**SOURCE DOCUMENT:**
● ● ●
The middle brush member 520 may have a structure described in FIG. 4 to FIG. 7 to adjust the rotation speed.

The side brush member 530 may have a structure described in FIG. 4 to FIG. 7 to adjust the rotation speed. In addition, the side brush member 530 may be rotated at the same speed as the drive shaft 500.

FIG. 9 is a drawing representing an example of a roll brush module 50a and an example of an auxiliary brush module 60a.

Referring to FIG. 9, the roll brush module 50a may rotate while being in contact with an outer surface of the substrate S to remove foreign substances attached to the substrate S. The roll brush module 50a may rotate while being in contact with the first surface of the substrate S to enable cleaning of the first surface of the substrate S. The roll brush module 50a may rotate while being in contact with the second surface of the substrate S to enable cleaning of the second surface of the substrate S.
● ● ●
**RAW DATA:**
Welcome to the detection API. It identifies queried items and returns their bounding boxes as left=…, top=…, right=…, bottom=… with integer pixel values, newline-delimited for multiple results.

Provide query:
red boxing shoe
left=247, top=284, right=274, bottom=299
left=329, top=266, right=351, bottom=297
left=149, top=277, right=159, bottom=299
● ● ●
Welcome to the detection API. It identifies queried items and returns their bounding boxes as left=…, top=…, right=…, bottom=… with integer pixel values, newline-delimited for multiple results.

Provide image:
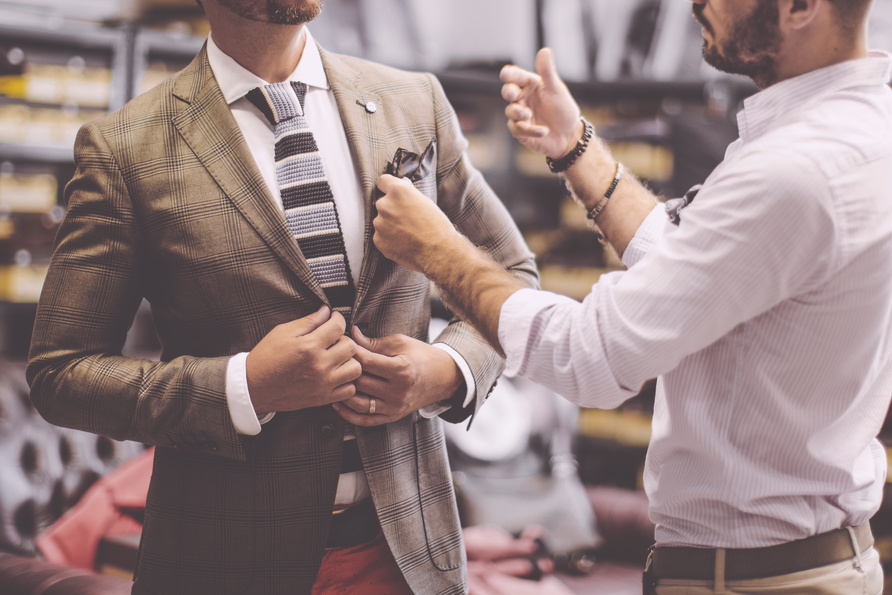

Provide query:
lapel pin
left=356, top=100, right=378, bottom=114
● ● ●
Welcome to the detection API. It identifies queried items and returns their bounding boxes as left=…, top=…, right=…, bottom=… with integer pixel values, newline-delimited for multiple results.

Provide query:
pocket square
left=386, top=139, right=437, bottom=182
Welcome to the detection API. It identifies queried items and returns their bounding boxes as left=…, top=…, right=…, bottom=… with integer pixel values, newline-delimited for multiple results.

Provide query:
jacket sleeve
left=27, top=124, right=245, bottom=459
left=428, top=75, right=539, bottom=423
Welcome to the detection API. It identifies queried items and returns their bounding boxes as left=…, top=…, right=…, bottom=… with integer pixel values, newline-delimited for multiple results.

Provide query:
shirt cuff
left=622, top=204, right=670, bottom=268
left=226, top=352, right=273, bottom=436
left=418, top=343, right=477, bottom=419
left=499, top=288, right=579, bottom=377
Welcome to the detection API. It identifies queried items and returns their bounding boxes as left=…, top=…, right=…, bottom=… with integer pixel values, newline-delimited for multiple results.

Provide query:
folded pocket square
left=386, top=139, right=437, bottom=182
● ● ●
**PROBLEMS:**
1. In the patent excerpt, at what speed may the side brush member 530 be rotated?
2. Rewrite the stretch of the patent excerpt from "FIG. 9 is a" through "second surface of the substrate S.", putting "cylinder brush module" wherever "roll brush module" appears.

**EXERCISE RESULTS:**
1. At the same speed as the drive shaft 500.

2.
FIG. 9 is a drawing representing an example of a cylinder brush module 50a and an example of an auxiliary brush module 60a.

Referring to FIG. 9, the cylinder brush module 50a may rotate while being in contact with an outer surface of the substrate S to remove foreign substances attached to the substrate S. The cylinder brush module 50a may rotate while being in contact with the first surface of the substrate S to enable cleaning of the first surface of the substrate S. The cylinder brush module 50a may rotate while being in contact with the second surface of the substrate S to enable cleaning of the second surface of the substrate S.